Problem to solve: Format the stretch of the material from the line containing "For practice, label the abandoned" through the end as a numbered list, leaving out any blank lines.

(Object pointing dataset rows)

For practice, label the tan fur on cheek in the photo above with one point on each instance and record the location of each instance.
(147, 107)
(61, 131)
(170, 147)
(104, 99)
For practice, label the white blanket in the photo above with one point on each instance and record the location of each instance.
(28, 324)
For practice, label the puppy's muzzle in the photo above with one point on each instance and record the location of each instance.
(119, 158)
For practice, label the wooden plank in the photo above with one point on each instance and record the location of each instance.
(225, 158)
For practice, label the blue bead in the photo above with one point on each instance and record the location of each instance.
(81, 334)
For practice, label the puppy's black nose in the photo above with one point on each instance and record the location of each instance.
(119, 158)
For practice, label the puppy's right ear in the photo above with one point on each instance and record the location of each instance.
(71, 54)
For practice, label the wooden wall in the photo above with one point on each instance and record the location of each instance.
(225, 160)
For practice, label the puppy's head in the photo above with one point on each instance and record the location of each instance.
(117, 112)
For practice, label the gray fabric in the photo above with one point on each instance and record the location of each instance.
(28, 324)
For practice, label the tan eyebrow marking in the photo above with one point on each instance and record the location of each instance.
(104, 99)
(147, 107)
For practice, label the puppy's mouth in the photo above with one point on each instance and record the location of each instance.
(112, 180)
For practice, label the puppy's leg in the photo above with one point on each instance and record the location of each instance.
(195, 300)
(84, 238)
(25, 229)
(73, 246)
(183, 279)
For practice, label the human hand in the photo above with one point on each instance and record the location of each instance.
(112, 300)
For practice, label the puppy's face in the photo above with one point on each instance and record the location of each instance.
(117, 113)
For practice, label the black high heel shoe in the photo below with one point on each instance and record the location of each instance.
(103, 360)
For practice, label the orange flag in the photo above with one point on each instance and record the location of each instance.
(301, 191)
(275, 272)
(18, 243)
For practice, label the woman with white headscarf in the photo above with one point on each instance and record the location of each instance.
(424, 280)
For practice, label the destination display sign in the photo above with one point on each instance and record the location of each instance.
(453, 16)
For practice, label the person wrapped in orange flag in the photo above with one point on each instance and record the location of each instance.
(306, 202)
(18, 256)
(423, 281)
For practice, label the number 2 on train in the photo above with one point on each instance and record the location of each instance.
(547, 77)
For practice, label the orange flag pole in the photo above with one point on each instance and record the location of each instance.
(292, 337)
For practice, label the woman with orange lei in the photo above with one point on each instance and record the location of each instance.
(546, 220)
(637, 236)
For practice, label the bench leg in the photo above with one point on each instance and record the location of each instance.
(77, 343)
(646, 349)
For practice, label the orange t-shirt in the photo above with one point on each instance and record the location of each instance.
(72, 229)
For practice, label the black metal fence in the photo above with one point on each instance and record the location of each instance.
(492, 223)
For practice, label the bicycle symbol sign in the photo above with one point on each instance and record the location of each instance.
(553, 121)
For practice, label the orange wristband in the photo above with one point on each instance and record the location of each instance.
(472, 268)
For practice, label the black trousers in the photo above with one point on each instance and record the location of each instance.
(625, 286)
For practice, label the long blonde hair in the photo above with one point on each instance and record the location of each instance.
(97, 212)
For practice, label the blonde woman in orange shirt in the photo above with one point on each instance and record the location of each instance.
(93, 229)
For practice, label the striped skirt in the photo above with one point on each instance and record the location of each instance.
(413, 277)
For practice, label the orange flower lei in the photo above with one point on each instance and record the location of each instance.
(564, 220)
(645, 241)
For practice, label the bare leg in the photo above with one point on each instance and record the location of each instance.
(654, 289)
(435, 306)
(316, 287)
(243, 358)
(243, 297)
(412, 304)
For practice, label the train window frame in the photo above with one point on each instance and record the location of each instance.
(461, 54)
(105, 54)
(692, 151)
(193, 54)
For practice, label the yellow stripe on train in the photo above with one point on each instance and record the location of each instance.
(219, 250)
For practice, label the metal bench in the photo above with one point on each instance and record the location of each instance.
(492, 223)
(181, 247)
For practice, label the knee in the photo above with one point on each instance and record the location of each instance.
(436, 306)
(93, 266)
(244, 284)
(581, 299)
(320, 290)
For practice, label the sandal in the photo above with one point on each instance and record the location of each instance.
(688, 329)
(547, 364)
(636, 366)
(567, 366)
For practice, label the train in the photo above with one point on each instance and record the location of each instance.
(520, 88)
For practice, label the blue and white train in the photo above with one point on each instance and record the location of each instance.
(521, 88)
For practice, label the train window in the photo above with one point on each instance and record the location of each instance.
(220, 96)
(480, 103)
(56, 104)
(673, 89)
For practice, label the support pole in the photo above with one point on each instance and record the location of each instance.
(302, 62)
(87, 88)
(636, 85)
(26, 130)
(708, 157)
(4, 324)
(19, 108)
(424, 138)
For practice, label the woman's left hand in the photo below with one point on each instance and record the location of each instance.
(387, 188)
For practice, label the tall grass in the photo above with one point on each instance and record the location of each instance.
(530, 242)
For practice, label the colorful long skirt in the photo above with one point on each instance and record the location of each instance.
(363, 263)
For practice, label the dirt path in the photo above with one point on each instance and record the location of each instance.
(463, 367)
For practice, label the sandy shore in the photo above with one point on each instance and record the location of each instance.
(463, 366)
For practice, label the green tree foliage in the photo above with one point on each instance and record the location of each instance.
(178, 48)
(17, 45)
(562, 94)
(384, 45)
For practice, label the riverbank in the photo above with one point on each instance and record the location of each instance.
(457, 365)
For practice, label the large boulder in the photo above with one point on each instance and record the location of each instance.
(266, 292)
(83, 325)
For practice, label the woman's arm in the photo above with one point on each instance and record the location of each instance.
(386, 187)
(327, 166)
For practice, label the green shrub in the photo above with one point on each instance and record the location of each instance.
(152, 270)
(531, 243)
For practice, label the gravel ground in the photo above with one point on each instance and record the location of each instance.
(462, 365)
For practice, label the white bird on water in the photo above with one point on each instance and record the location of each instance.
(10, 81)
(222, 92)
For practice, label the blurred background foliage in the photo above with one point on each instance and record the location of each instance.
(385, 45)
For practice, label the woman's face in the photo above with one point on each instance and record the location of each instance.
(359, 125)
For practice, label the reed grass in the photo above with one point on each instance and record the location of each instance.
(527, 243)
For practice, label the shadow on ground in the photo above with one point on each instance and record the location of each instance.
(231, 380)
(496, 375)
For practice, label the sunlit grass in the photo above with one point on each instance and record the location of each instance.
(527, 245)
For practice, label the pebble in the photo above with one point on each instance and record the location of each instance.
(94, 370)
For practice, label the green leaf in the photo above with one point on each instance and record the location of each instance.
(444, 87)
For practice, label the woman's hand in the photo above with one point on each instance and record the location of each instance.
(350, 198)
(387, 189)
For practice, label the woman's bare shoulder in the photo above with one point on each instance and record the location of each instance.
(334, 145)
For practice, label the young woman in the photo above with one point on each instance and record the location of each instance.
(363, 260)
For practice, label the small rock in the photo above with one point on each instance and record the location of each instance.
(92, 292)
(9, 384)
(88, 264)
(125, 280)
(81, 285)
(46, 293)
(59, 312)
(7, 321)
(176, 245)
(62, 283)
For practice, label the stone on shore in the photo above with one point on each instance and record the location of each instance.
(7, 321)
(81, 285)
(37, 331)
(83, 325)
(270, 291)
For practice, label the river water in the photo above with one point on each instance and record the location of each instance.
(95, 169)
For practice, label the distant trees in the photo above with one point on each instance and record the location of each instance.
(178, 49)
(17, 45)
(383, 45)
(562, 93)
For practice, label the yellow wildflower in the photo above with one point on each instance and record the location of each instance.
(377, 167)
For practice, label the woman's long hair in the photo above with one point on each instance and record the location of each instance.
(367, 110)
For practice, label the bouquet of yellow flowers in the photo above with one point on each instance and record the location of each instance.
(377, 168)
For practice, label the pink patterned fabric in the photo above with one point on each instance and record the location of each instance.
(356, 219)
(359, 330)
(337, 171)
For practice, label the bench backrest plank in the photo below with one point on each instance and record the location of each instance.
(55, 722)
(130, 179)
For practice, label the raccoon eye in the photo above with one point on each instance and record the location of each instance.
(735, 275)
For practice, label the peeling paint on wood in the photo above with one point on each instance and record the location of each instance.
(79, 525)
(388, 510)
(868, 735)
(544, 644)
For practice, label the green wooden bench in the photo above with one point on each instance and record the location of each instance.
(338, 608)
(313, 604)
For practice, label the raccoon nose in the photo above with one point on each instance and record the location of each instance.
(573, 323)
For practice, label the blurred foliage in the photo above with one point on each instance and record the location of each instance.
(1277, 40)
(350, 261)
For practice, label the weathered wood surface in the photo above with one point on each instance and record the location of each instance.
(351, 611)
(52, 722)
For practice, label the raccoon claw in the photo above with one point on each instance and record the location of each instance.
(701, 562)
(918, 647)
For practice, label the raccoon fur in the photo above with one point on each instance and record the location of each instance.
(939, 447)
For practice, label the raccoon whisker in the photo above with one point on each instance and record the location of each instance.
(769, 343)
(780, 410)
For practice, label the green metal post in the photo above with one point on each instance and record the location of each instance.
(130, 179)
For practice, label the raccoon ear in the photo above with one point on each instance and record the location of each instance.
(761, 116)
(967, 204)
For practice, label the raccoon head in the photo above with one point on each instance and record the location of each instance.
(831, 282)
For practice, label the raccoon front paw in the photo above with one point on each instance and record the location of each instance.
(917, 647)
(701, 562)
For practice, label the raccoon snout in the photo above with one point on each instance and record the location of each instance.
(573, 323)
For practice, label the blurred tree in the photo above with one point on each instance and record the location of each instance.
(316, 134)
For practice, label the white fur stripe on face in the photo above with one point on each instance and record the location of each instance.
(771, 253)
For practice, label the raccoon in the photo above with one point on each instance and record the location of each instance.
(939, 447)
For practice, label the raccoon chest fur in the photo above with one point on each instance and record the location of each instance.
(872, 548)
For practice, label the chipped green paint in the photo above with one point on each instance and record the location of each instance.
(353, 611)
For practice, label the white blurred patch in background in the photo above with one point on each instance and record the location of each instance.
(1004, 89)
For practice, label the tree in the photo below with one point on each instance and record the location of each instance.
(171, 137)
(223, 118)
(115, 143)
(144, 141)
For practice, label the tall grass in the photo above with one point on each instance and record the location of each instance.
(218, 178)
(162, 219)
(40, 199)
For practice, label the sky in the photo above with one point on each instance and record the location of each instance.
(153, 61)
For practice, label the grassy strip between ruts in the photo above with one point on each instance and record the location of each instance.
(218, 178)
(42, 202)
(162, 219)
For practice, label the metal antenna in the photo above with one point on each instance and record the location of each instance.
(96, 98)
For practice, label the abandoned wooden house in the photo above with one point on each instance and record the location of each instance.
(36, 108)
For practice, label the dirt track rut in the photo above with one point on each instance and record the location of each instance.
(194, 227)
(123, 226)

Response to the task:
1. For practice, label the abandoned wooden house in the photo above with one point on each instance and record the location of each instance.
2. (36, 108)
3. For practice, label the dirt track rut in the photo above with one point on each instance and record the location of each instance.
4. (194, 227)
5. (123, 226)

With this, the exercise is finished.